Entries from a collection:
## begin

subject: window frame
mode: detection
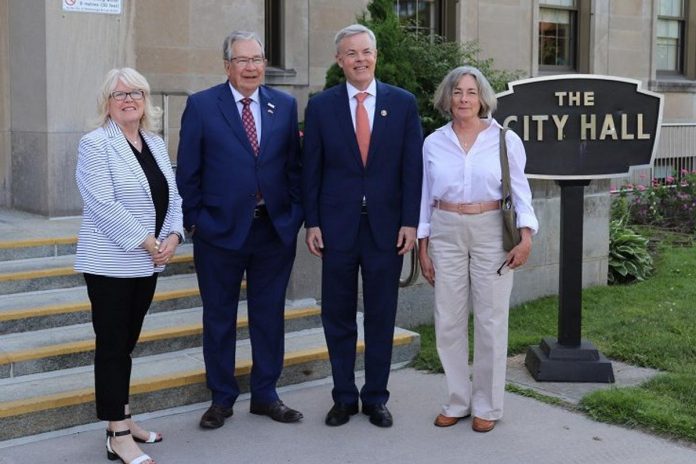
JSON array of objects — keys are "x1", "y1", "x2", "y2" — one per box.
[
  {"x1": 537, "y1": 0, "x2": 586, "y2": 73},
  {"x1": 394, "y1": 0, "x2": 448, "y2": 41},
  {"x1": 264, "y1": 0, "x2": 285, "y2": 69}
]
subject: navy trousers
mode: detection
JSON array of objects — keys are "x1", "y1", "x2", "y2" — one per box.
[
  {"x1": 194, "y1": 217, "x2": 296, "y2": 407},
  {"x1": 321, "y1": 215, "x2": 403, "y2": 405}
]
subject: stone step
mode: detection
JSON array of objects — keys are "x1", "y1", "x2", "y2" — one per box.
[
  {"x1": 0, "y1": 274, "x2": 204, "y2": 335},
  {"x1": 0, "y1": 300, "x2": 321, "y2": 378},
  {"x1": 0, "y1": 244, "x2": 194, "y2": 295},
  {"x1": 0, "y1": 236, "x2": 77, "y2": 262},
  {"x1": 0, "y1": 329, "x2": 420, "y2": 441}
]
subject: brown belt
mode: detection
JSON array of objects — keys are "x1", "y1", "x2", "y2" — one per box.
[{"x1": 433, "y1": 200, "x2": 500, "y2": 214}]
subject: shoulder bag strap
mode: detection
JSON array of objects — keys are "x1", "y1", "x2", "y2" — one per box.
[{"x1": 499, "y1": 128, "x2": 512, "y2": 209}]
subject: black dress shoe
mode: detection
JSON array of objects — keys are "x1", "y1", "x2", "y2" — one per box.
[
  {"x1": 200, "y1": 404, "x2": 234, "y2": 429},
  {"x1": 249, "y1": 400, "x2": 303, "y2": 423},
  {"x1": 324, "y1": 403, "x2": 358, "y2": 427},
  {"x1": 363, "y1": 404, "x2": 394, "y2": 427}
]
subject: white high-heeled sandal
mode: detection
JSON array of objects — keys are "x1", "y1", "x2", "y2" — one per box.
[
  {"x1": 125, "y1": 414, "x2": 162, "y2": 443},
  {"x1": 106, "y1": 429, "x2": 153, "y2": 464}
]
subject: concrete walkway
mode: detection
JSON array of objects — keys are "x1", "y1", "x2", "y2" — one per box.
[
  {"x1": 0, "y1": 368, "x2": 696, "y2": 464},
  {"x1": 0, "y1": 208, "x2": 696, "y2": 464}
]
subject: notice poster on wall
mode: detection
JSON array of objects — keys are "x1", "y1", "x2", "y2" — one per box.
[{"x1": 63, "y1": 0, "x2": 122, "y2": 14}]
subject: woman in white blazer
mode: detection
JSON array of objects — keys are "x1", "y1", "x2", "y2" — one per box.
[{"x1": 75, "y1": 68, "x2": 183, "y2": 464}]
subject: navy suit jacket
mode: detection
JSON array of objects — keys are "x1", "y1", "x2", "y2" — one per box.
[
  {"x1": 176, "y1": 82, "x2": 302, "y2": 250},
  {"x1": 302, "y1": 81, "x2": 423, "y2": 251}
]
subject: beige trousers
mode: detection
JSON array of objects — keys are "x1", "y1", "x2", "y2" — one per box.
[{"x1": 428, "y1": 209, "x2": 513, "y2": 420}]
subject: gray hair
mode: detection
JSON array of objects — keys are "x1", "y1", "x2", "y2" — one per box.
[
  {"x1": 334, "y1": 24, "x2": 377, "y2": 53},
  {"x1": 222, "y1": 31, "x2": 264, "y2": 61},
  {"x1": 433, "y1": 66, "x2": 498, "y2": 117},
  {"x1": 96, "y1": 68, "x2": 162, "y2": 131}
]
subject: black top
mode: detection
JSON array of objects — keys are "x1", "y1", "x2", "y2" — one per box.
[{"x1": 128, "y1": 134, "x2": 169, "y2": 237}]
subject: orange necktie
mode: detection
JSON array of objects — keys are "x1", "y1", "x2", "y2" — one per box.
[{"x1": 355, "y1": 92, "x2": 370, "y2": 166}]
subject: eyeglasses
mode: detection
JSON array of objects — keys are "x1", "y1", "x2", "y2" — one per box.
[
  {"x1": 343, "y1": 49, "x2": 375, "y2": 61},
  {"x1": 230, "y1": 56, "x2": 266, "y2": 68},
  {"x1": 111, "y1": 90, "x2": 145, "y2": 101}
]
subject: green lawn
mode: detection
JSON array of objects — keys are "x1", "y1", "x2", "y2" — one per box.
[{"x1": 415, "y1": 230, "x2": 696, "y2": 442}]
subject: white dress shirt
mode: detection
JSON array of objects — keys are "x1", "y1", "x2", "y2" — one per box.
[
  {"x1": 228, "y1": 82, "x2": 261, "y2": 145},
  {"x1": 346, "y1": 79, "x2": 377, "y2": 132},
  {"x1": 418, "y1": 118, "x2": 539, "y2": 238}
]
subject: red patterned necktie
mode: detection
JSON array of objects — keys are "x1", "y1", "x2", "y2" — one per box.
[
  {"x1": 242, "y1": 98, "x2": 259, "y2": 156},
  {"x1": 355, "y1": 92, "x2": 370, "y2": 166}
]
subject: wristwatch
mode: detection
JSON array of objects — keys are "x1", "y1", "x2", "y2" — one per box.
[{"x1": 169, "y1": 231, "x2": 184, "y2": 244}]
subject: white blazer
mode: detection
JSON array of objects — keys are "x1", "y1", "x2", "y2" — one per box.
[{"x1": 75, "y1": 119, "x2": 184, "y2": 277}]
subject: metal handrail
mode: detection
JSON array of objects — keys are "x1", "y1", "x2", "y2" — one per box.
[{"x1": 399, "y1": 244, "x2": 420, "y2": 288}]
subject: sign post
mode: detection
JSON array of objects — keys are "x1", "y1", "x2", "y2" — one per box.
[{"x1": 494, "y1": 74, "x2": 662, "y2": 383}]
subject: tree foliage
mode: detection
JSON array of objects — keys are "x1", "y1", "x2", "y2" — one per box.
[{"x1": 324, "y1": 0, "x2": 519, "y2": 135}]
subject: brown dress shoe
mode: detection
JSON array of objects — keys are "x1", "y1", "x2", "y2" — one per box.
[
  {"x1": 471, "y1": 417, "x2": 495, "y2": 433},
  {"x1": 433, "y1": 414, "x2": 471, "y2": 427},
  {"x1": 249, "y1": 400, "x2": 303, "y2": 424},
  {"x1": 200, "y1": 404, "x2": 234, "y2": 429}
]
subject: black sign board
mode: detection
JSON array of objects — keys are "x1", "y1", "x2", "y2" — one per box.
[
  {"x1": 493, "y1": 74, "x2": 662, "y2": 179},
  {"x1": 493, "y1": 74, "x2": 662, "y2": 382}
]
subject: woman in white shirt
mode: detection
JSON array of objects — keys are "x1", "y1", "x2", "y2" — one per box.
[{"x1": 418, "y1": 66, "x2": 538, "y2": 432}]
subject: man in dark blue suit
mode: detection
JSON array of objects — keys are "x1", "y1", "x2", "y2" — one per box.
[
  {"x1": 176, "y1": 32, "x2": 302, "y2": 428},
  {"x1": 302, "y1": 24, "x2": 423, "y2": 427}
]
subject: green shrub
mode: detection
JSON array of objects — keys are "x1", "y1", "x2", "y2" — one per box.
[
  {"x1": 619, "y1": 170, "x2": 696, "y2": 234},
  {"x1": 608, "y1": 218, "x2": 653, "y2": 285}
]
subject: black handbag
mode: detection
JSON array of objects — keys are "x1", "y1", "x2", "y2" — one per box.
[{"x1": 500, "y1": 129, "x2": 522, "y2": 251}]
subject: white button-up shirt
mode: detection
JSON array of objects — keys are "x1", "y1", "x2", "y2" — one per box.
[
  {"x1": 230, "y1": 84, "x2": 261, "y2": 145},
  {"x1": 346, "y1": 79, "x2": 377, "y2": 132},
  {"x1": 418, "y1": 118, "x2": 539, "y2": 238}
]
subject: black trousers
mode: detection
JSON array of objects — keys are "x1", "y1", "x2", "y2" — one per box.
[{"x1": 84, "y1": 274, "x2": 158, "y2": 421}]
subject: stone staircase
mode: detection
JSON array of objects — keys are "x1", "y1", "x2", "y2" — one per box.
[{"x1": 0, "y1": 237, "x2": 419, "y2": 441}]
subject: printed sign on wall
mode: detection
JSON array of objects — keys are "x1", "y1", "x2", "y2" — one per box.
[
  {"x1": 493, "y1": 74, "x2": 662, "y2": 179},
  {"x1": 63, "y1": 0, "x2": 122, "y2": 14}
]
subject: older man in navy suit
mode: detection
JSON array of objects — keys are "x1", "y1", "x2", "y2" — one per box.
[
  {"x1": 302, "y1": 24, "x2": 423, "y2": 427},
  {"x1": 176, "y1": 32, "x2": 302, "y2": 428}
]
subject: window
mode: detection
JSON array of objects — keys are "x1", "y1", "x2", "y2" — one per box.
[
  {"x1": 539, "y1": 0, "x2": 578, "y2": 70},
  {"x1": 657, "y1": 0, "x2": 686, "y2": 74},
  {"x1": 394, "y1": 0, "x2": 456, "y2": 41},
  {"x1": 264, "y1": 0, "x2": 285, "y2": 68}
]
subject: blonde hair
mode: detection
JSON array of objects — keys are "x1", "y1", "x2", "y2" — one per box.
[
  {"x1": 433, "y1": 66, "x2": 498, "y2": 118},
  {"x1": 97, "y1": 68, "x2": 162, "y2": 131}
]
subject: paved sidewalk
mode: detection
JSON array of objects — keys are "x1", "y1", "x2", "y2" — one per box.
[{"x1": 0, "y1": 368, "x2": 696, "y2": 464}]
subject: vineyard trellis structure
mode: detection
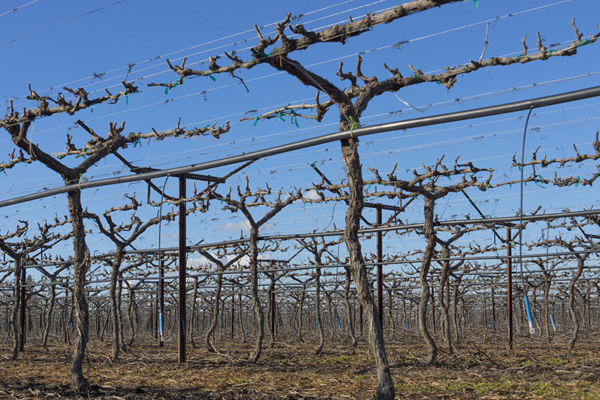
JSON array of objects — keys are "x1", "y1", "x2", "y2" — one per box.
[
  {"x1": 0, "y1": 0, "x2": 600, "y2": 399},
  {"x1": 0, "y1": 84, "x2": 600, "y2": 394}
]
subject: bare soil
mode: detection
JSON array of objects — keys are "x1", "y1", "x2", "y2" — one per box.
[{"x1": 0, "y1": 331, "x2": 600, "y2": 400}]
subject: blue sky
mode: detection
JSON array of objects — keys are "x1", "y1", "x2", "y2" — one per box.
[{"x1": 0, "y1": 0, "x2": 600, "y2": 288}]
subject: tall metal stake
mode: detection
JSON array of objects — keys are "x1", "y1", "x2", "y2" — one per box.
[
  {"x1": 178, "y1": 174, "x2": 187, "y2": 364},
  {"x1": 506, "y1": 228, "x2": 513, "y2": 349}
]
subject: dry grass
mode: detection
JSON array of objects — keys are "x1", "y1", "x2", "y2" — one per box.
[{"x1": 0, "y1": 332, "x2": 600, "y2": 399}]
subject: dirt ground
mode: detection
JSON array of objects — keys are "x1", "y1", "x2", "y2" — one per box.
[{"x1": 0, "y1": 331, "x2": 600, "y2": 400}]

## end

» **Exercise details**
Give the lines of the material as a JSON list of strings, one string per line with blank lines left out, running from the line with "subject: tall metal stake" through the end of the material, both ends included.

» **Written solution**
[
  "subject: tall metal stake",
  "mode: detection",
  "JSON array of objects — keys are \"x1\", \"y1\", \"x2\", \"y2\" — one per box.",
  "[",
  "  {\"x1\": 178, \"y1\": 174, \"x2\": 187, \"y2\": 364},",
  "  {\"x1\": 506, \"y1\": 228, \"x2\": 513, \"y2\": 349}",
  "]",
  "subject: dry grass",
  "mode: detection",
  "JSON array of objects — keys are \"x1\", \"y1\", \"x2\", \"y2\" — one per box.",
  "[{\"x1\": 0, \"y1\": 332, \"x2\": 600, \"y2\": 399}]",
  "subject: dirt ground",
  "mode: detection",
  "JSON array of objects — keys are \"x1\", \"y1\", \"x2\", \"y2\" — one per box.",
  "[{\"x1\": 0, \"y1\": 331, \"x2\": 600, \"y2\": 400}]"
]